* [YOUR INSTRUCTIONS]: Your task is to write out the complete listing exactly as it is shown.

* [GIVEN INFORMATION]:
───

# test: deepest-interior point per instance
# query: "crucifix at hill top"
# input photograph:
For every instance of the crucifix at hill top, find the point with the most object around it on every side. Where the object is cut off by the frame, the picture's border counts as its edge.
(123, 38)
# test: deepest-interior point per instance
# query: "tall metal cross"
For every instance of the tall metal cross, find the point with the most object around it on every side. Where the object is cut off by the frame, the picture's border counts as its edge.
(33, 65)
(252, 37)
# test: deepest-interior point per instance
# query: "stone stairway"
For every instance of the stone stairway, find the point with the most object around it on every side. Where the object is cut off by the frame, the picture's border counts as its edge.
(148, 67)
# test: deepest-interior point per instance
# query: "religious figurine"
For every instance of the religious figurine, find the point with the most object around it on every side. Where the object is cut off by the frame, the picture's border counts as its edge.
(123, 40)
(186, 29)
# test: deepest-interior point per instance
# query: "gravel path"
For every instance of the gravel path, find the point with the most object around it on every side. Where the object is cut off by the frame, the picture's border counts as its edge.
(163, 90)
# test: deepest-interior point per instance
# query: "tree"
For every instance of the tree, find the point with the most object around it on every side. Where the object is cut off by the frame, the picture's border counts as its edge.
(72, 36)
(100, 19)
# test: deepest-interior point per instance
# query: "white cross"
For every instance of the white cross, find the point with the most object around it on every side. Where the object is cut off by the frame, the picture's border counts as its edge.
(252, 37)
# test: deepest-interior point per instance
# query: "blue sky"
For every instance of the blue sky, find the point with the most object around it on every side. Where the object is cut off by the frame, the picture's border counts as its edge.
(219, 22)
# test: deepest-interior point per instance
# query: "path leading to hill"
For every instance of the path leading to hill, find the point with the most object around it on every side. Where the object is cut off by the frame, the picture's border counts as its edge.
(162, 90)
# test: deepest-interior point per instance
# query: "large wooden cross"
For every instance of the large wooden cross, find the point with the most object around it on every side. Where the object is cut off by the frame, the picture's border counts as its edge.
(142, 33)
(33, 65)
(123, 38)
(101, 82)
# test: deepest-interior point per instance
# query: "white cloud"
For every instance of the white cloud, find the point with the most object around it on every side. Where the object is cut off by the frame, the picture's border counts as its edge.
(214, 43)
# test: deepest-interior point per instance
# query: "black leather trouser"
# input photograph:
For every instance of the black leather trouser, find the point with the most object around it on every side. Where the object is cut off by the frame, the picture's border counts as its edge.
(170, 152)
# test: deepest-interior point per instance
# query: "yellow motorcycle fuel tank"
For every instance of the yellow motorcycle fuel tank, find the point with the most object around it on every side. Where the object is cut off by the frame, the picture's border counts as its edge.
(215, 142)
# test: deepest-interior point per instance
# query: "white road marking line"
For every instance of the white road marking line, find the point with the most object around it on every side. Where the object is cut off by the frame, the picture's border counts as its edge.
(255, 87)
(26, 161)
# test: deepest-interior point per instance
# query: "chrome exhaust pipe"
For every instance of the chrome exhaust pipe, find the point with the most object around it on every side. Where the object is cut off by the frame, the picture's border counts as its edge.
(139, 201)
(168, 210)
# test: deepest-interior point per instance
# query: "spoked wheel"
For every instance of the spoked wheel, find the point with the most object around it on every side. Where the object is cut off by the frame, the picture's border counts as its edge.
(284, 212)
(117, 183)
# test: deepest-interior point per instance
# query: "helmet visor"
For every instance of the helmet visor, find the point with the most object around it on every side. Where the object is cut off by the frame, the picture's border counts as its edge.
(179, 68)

───

* [SOLUTION TO THIS EXERCISE]:
# test: deepest-interior point per instance
# query: "crucifix at hill top"
# input photograph:
For every instance of the crucifix at hill top, find the point with the most object around it on every side. Where the object is cut off by the frame, the picture's border counts as its edge.
(123, 38)
# test: deepest-interior point per instance
# query: "tall metal cross"
For every instance of the tall metal cross, find the point with the most object around it on every side. Where the object is cut off by the frame, the picture's border counts as its edge.
(33, 65)
(252, 37)
# test: deepest-interior point per instance
# query: "stone stairway"
For every instance of the stone stairway, find the point with the most object around it on every side. Where the object is cut off by the frame, the picture's border counts as its edge.
(148, 67)
# test: deepest-interior point per instance
# query: "religious figurine"
For every instance of the religious figurine, find the point with the most object around it on every side. Where the object is cut off by the frame, the picture's border counts as its edge.
(123, 40)
(186, 29)
# test: deepest-interior point per instance
# query: "gravel path"
For every instance of the gravel path, find the point with the most object around it on every side. Where the object is cut off by the frame, the picture's border counts as its edge.
(163, 90)
# test: deepest-interior point per instance
# query: "tree"
For every instance of the tree, find the point with the most object around it on every side. Where the object is cut off by the frame, the picture's border counts as its edge.
(72, 36)
(100, 19)
# test: deepest-interior point per instance
# query: "white cross"
For every instance of the white cross, find the point with the most object around it on every side. Where the object is cut off by the frame, the picture's border counts as its edge.
(252, 37)
# test: deepest-interior point per instance
# query: "blue sky"
For every instance of the blue sky, find the point with the most object around it on every side. Where the object is cut off by the frame, the picture's border counts as its edge.
(219, 22)
# test: deepest-interior point per instance
# query: "path leading to hill"
For every instance of the path leading to hill, find the point with the most object around it on every side. Where the object is cut off by the frame, the picture's border counts as its edge.
(162, 90)
# test: deepest-interior point per instance
# query: "large wooden cross"
For every instance of the large wooden cross, find the point with the most object around it on every side. Where the object is cut off by the frame, the picture's border counts as its edge.
(142, 33)
(33, 65)
(123, 38)
(101, 82)
# test: deepest-interior point per instance
# query: "white cloud"
For every instance of the white cloud, find the point with the most object around it on every side. Where the object is cut off by the frame, the picture's border counts as its edge.
(214, 43)
# test: deepest-interior point per instance
# query: "black leather trouser"
# input photograph:
For every instance of the black leather trouser, find the point with the most object around it on every side. Where the object is cut off by the frame, the picture's border counts as its edge.
(170, 152)
# test: deepest-interior point per instance
# query: "yellow motorcycle fuel tank"
For every instance of the yellow motorcycle fuel tank, find the point with the most object around it on every side. Where the object is cut off by the frame, the picture's border counts as its edge.
(215, 142)
# test: deepest-interior point per instance
# query: "white road marking line"
For every instance of the white road marking line, find the point with the most object around it on every side. Where the object is cut off by the frame, the picture's border counts as its edge.
(255, 87)
(26, 161)
# test: deepest-interior point per instance
# query: "chrome exhaust pipe"
For every instance of the chrome exhaust pipe, find the point with the most object around it on every side. Where the object is cut off by the frame, the picture's border counts as its edge.
(139, 201)
(168, 210)
# test: deepest-interior point per instance
# query: "spoked wheel"
For every instance of the spoked wheel, find the point with the most object around it on every side. Where the object is cut off by the frame, the picture's border counts as its edge.
(284, 212)
(117, 183)
# test: deepest-interior point per instance
# query: "helmet visor"
For every instance of the helmet visor, find the point with the most object around it on every side. Where the object is cut off by the frame, the picture's border counts as its edge.
(179, 68)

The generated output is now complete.